- _WORK TO DO_:
1. In the passage on later medieval and Tudor queens, after how many years of marriage did Margaret of Anjou finally bear a son?
2. Repeat everything in the passage on later medieval and Tudor queens from "Anne lost her" down to "a fertile one.".

- _TEXT BLOCK_:

PART III

LATER MEDIEVAL & TUDOR QUEENS WITCHCRAFT, WAR & AMBITION

12

Later Medieval & Tudor Queens

In 1399, Henry Bolingbroke usurped the throne from his cousin Richard II, ushering in a century of intermittent conflict as different branches of the royal family vied for the throne. This conflict is known as the Wars of the Roses and it impacted directly not just on the lives of the kings concerned but also on the lives of the queens and the nature of their office. The fifteenth- and sixteenth-century queens were, in general, markedly less powerful than their earlier post-conquest predecessors as queenship to some extent reverted to its pre-conquest antecedents. With a few notable exceptions, the fifteenth-century kings were almost entirely focussed on England and, by the mid-fifteenth century, all but Calais of the once vast continental empire had been lost. This meant that kings had no option but to focus on England, which led to a diminished scope for queenly political power. At a time when kings could be made and deposed by noblemen, queens, whose power was dependent on these kings, were in as vulnerable a position as they had been before the Norman conquest. This vulnerability continued into the sixteenth century and the Tudor period.

In spite of the great changes to society, queenship in the fifteenth and sixteenth centuries remained superficially similar to what had gone before. As in earlier periods, queens were, first and foremost, expected to be fertile and produce an heir. This was always the primary function of a queen in medieval England and it was no exception for late medieval queens. Margaret of Anjou, who was the queen of Henry VI, was in a very difficult position until she finally bore a son after seven years of marriage and she must have been relieved to prove to her critics that she was not sterile. Anne Neville, the wife of Richard III, also found herself in danger following the death of her only child in 1484 when her husband’s attitude abruptly changed towards her. Rumours quickly emerged that Richard meant to divorce his sickly wife to marry a more fertile woman and, by Christmas 1484, it was whispered around that Richard was even trying to hasten his wife’s death.1 Richard may have spread the rumour that his wife was already dead in the hope that the shock would kill her. Hall’s Chronicle describes its version of the event:

When the quene heard tell that so horrible a rumour of her death was sprong emongest the comminallie she sore suspected and judged the world to be almost at an ende with her, and in that sorofull agony, she with lamentable countenaunce of sorofull chere, repaired to the presence of the kyng her husband, demaundynge of hym, what it should meane that he had judged her worthy to die. The kyng aunswered her with fake woordes, and with dissimulynge blandimentes and flattering lesynges comforted her, biddynge her to be of good comforte, for to his knowledge she should have none other cause.2

Anne lost her husband’s love and respect with the death of her only child and, in early 1485, she died unlamented by Richard. A good queen was one who produced healthy sons in the late medieval period, just as had always been the case in England. The most extreme example of this was the six wives of Henry VIII and his willingness to dispose of wives who could not bear sons. As a number of later medieval queens found to their cost, to be a good queen was to be a fertile one.

- _STORED DATA_:
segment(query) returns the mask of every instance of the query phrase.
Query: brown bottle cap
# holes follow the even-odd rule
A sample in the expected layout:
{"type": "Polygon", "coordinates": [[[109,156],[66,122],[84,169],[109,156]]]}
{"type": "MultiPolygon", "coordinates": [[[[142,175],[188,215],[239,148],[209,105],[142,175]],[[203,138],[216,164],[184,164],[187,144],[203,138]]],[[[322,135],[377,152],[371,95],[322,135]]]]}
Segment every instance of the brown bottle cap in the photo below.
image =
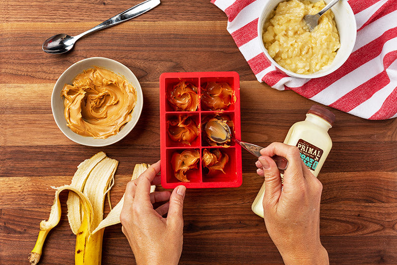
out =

- _RESPONSES TO THE EXERCISE_:
1. Seven years.

2.
Anne lost her husband’s love and respect with the death of her only child and, in early 1485, she died unlamented by Richard. A good queen was one who produced healthy sons in the late medieval period, just as had always been the case in England. The most extreme example of this was the six wives of Henry VIII and his willingness to dispose of wives who could not bear sons. As a number of later medieval queens found to their cost, to be a good queen was to be a fertile one.